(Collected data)
===
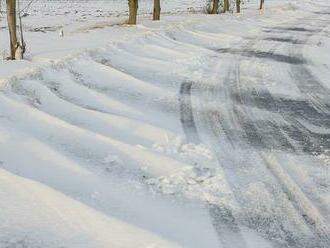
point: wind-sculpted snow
(186, 134)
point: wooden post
(11, 19)
(133, 6)
(215, 7)
(156, 14)
(238, 6)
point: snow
(93, 146)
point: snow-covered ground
(195, 131)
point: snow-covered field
(196, 131)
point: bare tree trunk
(156, 14)
(215, 7)
(133, 6)
(238, 6)
(225, 6)
(11, 19)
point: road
(266, 141)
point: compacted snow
(195, 131)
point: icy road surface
(196, 131)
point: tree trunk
(238, 6)
(156, 15)
(225, 6)
(11, 19)
(215, 7)
(133, 6)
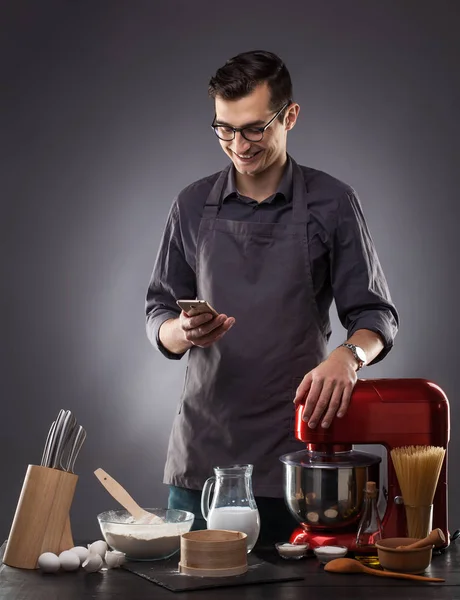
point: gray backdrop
(106, 118)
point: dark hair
(243, 73)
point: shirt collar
(284, 187)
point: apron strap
(214, 199)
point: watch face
(361, 354)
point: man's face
(252, 158)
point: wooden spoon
(349, 565)
(436, 538)
(118, 492)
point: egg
(69, 560)
(49, 562)
(100, 547)
(81, 552)
(93, 563)
(114, 559)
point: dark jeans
(276, 522)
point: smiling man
(271, 244)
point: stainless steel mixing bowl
(325, 491)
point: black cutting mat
(166, 573)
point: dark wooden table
(18, 584)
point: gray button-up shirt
(344, 263)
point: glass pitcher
(233, 505)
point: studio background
(105, 119)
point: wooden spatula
(349, 565)
(118, 492)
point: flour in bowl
(144, 542)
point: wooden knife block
(41, 522)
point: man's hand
(205, 329)
(327, 388)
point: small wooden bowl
(405, 561)
(213, 553)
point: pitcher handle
(205, 496)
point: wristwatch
(358, 353)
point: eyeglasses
(251, 134)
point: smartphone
(196, 307)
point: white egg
(100, 547)
(114, 559)
(69, 560)
(81, 552)
(93, 563)
(49, 562)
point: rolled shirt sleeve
(172, 278)
(359, 286)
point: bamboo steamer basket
(213, 553)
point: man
(271, 244)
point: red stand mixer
(324, 484)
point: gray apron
(237, 405)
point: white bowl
(327, 553)
(152, 541)
(291, 551)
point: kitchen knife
(79, 439)
(46, 449)
(50, 439)
(55, 437)
(61, 439)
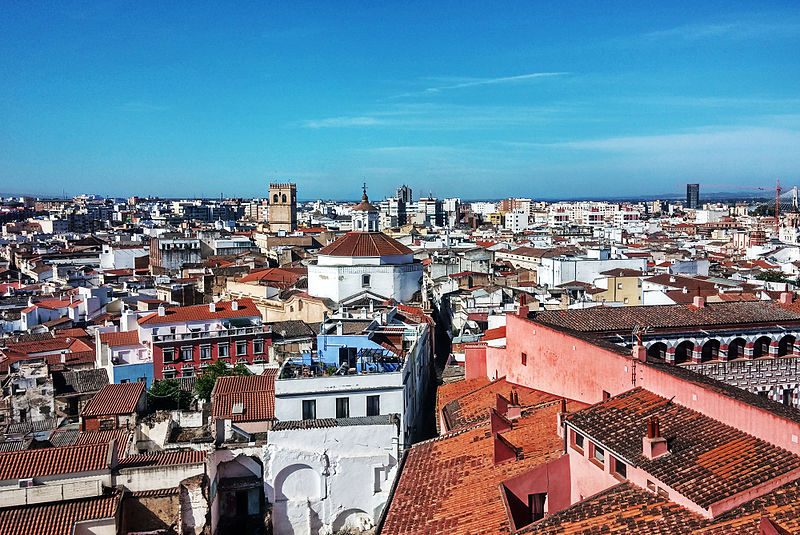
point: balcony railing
(213, 334)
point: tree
(167, 395)
(205, 383)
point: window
(578, 440)
(620, 468)
(342, 407)
(373, 405)
(309, 409)
(599, 455)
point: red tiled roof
(255, 392)
(51, 461)
(223, 310)
(451, 486)
(277, 276)
(125, 338)
(708, 461)
(162, 459)
(114, 399)
(56, 518)
(365, 244)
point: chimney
(514, 409)
(523, 309)
(653, 444)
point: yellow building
(619, 286)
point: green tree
(205, 383)
(167, 395)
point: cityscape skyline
(177, 102)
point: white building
(365, 262)
(330, 477)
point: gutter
(396, 481)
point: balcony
(211, 335)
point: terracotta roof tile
(365, 244)
(114, 399)
(223, 310)
(707, 462)
(45, 462)
(56, 518)
(256, 393)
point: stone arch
(710, 350)
(684, 352)
(736, 348)
(352, 520)
(297, 481)
(786, 345)
(657, 351)
(761, 347)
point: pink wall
(562, 365)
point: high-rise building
(404, 194)
(693, 196)
(283, 207)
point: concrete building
(283, 207)
(368, 262)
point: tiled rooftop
(602, 319)
(450, 485)
(365, 244)
(45, 462)
(622, 509)
(114, 399)
(707, 460)
(56, 518)
(223, 310)
(256, 393)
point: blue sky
(470, 99)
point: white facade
(332, 479)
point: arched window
(736, 349)
(710, 351)
(761, 347)
(657, 351)
(786, 345)
(684, 352)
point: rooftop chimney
(653, 444)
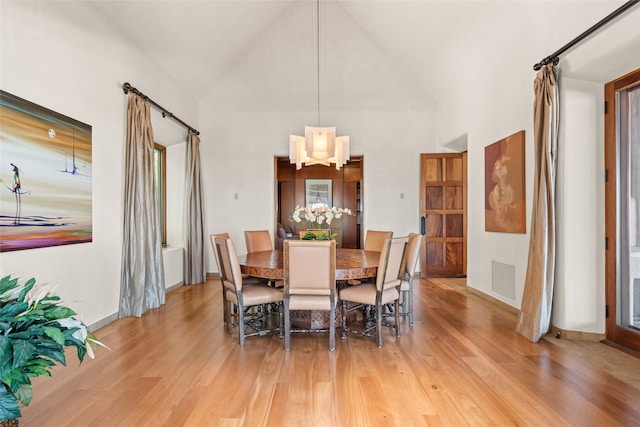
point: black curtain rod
(554, 57)
(165, 113)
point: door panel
(443, 195)
(622, 201)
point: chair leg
(228, 316)
(332, 327)
(287, 327)
(379, 324)
(410, 302)
(225, 309)
(241, 325)
(397, 317)
(280, 320)
(344, 320)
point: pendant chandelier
(319, 145)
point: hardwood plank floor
(460, 364)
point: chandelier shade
(318, 146)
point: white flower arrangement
(318, 215)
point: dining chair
(247, 280)
(244, 298)
(406, 284)
(384, 291)
(260, 241)
(310, 283)
(375, 240)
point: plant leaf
(58, 313)
(22, 351)
(9, 408)
(24, 394)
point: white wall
(488, 97)
(271, 92)
(63, 56)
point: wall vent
(503, 279)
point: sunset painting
(45, 177)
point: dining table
(351, 264)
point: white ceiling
(200, 42)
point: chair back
(216, 252)
(375, 240)
(309, 267)
(258, 240)
(413, 250)
(391, 264)
(230, 273)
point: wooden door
(443, 210)
(622, 210)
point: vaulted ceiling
(242, 49)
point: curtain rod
(553, 58)
(165, 113)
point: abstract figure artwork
(45, 177)
(504, 185)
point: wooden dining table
(350, 264)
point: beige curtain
(535, 313)
(142, 284)
(194, 270)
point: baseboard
(576, 335)
(104, 322)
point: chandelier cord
(318, 57)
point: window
(160, 178)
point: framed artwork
(504, 169)
(45, 177)
(318, 192)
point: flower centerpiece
(317, 218)
(34, 330)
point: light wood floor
(461, 364)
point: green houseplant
(34, 330)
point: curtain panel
(142, 284)
(535, 313)
(194, 269)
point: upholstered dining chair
(247, 280)
(406, 285)
(384, 291)
(260, 241)
(373, 242)
(246, 297)
(310, 283)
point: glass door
(622, 152)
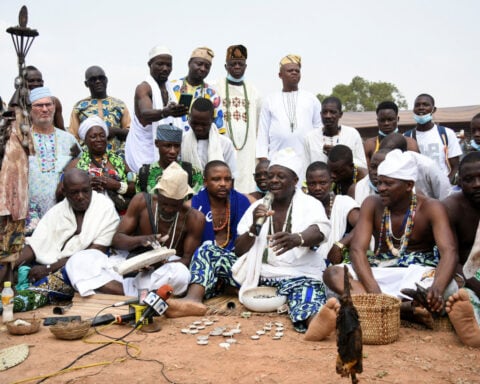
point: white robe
(274, 131)
(53, 238)
(244, 182)
(200, 152)
(140, 143)
(91, 269)
(348, 136)
(363, 190)
(342, 206)
(299, 261)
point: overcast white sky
(419, 45)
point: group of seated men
(398, 237)
(380, 207)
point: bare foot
(415, 314)
(183, 308)
(460, 311)
(324, 322)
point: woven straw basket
(379, 316)
(21, 329)
(70, 330)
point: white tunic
(274, 129)
(431, 145)
(237, 131)
(315, 140)
(140, 143)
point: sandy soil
(169, 356)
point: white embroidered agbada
(140, 143)
(299, 261)
(53, 238)
(200, 152)
(237, 131)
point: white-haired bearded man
(413, 241)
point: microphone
(126, 302)
(155, 300)
(267, 202)
(109, 318)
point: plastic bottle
(7, 302)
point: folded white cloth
(54, 238)
(299, 261)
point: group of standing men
(287, 130)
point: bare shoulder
(194, 215)
(137, 204)
(430, 207)
(143, 89)
(195, 219)
(454, 200)
(412, 144)
(370, 142)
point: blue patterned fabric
(426, 259)
(305, 298)
(238, 205)
(211, 267)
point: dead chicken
(349, 336)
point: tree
(363, 95)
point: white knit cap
(399, 165)
(158, 50)
(288, 158)
(91, 121)
(39, 93)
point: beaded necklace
(228, 115)
(408, 223)
(174, 221)
(332, 140)
(226, 221)
(287, 227)
(223, 245)
(331, 199)
(46, 150)
(290, 106)
(338, 188)
(185, 88)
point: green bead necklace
(228, 116)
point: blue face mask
(422, 119)
(475, 145)
(233, 79)
(383, 134)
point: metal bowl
(263, 299)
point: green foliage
(363, 95)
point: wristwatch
(131, 177)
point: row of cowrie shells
(267, 328)
(198, 325)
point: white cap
(158, 50)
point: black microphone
(156, 305)
(267, 202)
(109, 318)
(126, 302)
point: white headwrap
(399, 165)
(39, 93)
(288, 158)
(91, 121)
(158, 50)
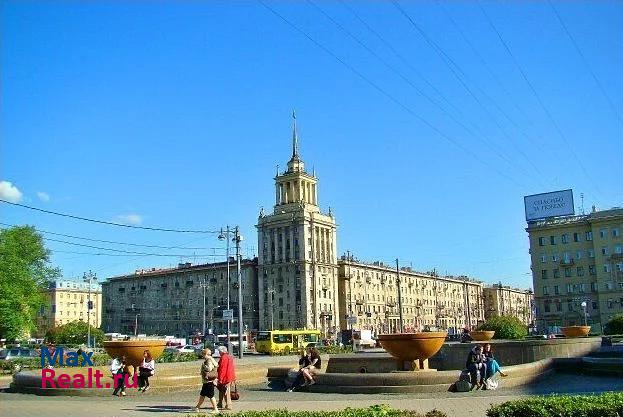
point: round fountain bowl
(412, 346)
(482, 335)
(576, 331)
(133, 349)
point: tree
(73, 334)
(24, 272)
(505, 327)
(614, 325)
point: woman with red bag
(226, 375)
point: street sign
(228, 315)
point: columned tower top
(295, 164)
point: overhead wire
(538, 97)
(454, 67)
(387, 95)
(586, 64)
(107, 222)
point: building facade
(368, 297)
(297, 261)
(170, 301)
(577, 268)
(66, 301)
(506, 301)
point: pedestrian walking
(209, 377)
(147, 369)
(226, 375)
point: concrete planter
(576, 331)
(482, 335)
(133, 349)
(412, 346)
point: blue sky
(178, 113)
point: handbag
(234, 394)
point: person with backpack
(147, 369)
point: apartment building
(577, 268)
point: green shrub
(505, 327)
(615, 325)
(603, 405)
(380, 410)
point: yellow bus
(286, 341)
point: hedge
(381, 410)
(603, 405)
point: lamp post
(237, 238)
(584, 308)
(89, 277)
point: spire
(295, 139)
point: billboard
(556, 203)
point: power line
(481, 138)
(108, 223)
(585, 61)
(120, 250)
(538, 97)
(117, 243)
(451, 64)
(386, 94)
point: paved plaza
(258, 397)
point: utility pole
(402, 329)
(237, 239)
(89, 278)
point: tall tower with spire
(298, 274)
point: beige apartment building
(170, 301)
(297, 261)
(368, 297)
(67, 301)
(503, 300)
(576, 260)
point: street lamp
(237, 238)
(89, 278)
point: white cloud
(9, 192)
(45, 197)
(132, 219)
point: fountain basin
(133, 349)
(576, 331)
(482, 335)
(412, 346)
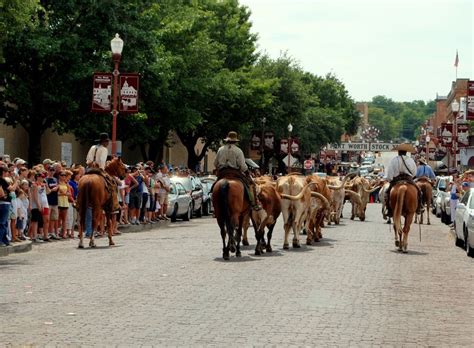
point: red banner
(128, 98)
(447, 134)
(102, 92)
(470, 101)
(463, 134)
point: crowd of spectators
(38, 203)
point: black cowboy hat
(103, 137)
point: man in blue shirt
(425, 170)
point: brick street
(170, 287)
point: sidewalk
(27, 245)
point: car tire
(189, 213)
(175, 213)
(205, 209)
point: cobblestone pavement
(169, 287)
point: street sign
(447, 134)
(470, 101)
(102, 92)
(374, 147)
(129, 93)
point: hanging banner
(447, 134)
(102, 92)
(463, 134)
(128, 99)
(470, 101)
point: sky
(403, 49)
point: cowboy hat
(103, 137)
(405, 147)
(232, 137)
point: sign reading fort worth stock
(102, 92)
(380, 147)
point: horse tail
(397, 212)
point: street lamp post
(455, 110)
(116, 45)
(290, 129)
(262, 149)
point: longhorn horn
(354, 197)
(323, 199)
(299, 195)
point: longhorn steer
(295, 204)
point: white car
(179, 202)
(464, 222)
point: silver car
(179, 202)
(464, 222)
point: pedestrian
(4, 206)
(64, 194)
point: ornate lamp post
(116, 45)
(290, 129)
(262, 149)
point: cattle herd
(305, 203)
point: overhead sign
(102, 92)
(470, 101)
(128, 93)
(375, 147)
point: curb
(143, 228)
(22, 247)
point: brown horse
(404, 200)
(427, 194)
(231, 207)
(93, 194)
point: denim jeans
(4, 213)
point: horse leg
(269, 237)
(225, 250)
(406, 230)
(110, 226)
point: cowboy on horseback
(401, 168)
(96, 161)
(230, 161)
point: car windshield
(186, 183)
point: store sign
(102, 92)
(463, 134)
(129, 93)
(447, 134)
(470, 101)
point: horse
(93, 194)
(427, 194)
(404, 200)
(231, 207)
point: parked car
(179, 202)
(207, 182)
(194, 190)
(464, 222)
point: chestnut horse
(231, 207)
(404, 200)
(93, 194)
(427, 194)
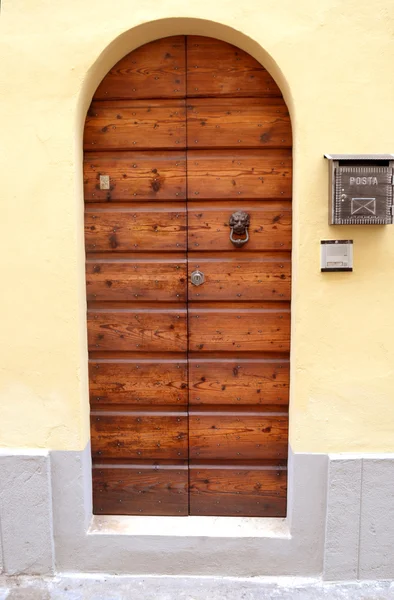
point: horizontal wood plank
===
■ The problem
Take only the line containing "point: longhorn steer" and every line after it to the end of the entries, and copy them exactly, pictures excluded.

■ Solution to this task
point: longhorn steer
(295, 204)
point: white car
(179, 202)
(464, 222)
point: silver car
(179, 202)
(464, 222)
point: pedestrian
(4, 206)
(64, 194)
point: ornate lamp post
(116, 45)
(290, 129)
(262, 149)
point: cattle herd
(305, 203)
point: overhead sign
(102, 92)
(470, 101)
(128, 93)
(375, 147)
point: curb
(143, 228)
(22, 247)
point: brown horse
(404, 200)
(427, 194)
(231, 207)
(93, 194)
point: denim jeans
(4, 213)
point: horse leg
(269, 237)
(225, 250)
(406, 230)
(110, 226)
point: cowboy on horseback
(401, 168)
(96, 161)
(230, 161)
point: car windshield
(186, 183)
point: store sign
(102, 92)
(463, 134)
(129, 93)
(447, 134)
(470, 101)
point: horse
(93, 194)
(427, 194)
(404, 200)
(231, 207)
point: parked car
(179, 202)
(207, 182)
(194, 190)
(464, 222)
point: chestnut horse
(231, 207)
(404, 200)
(93, 194)
(427, 194)
point: horizontal wood plank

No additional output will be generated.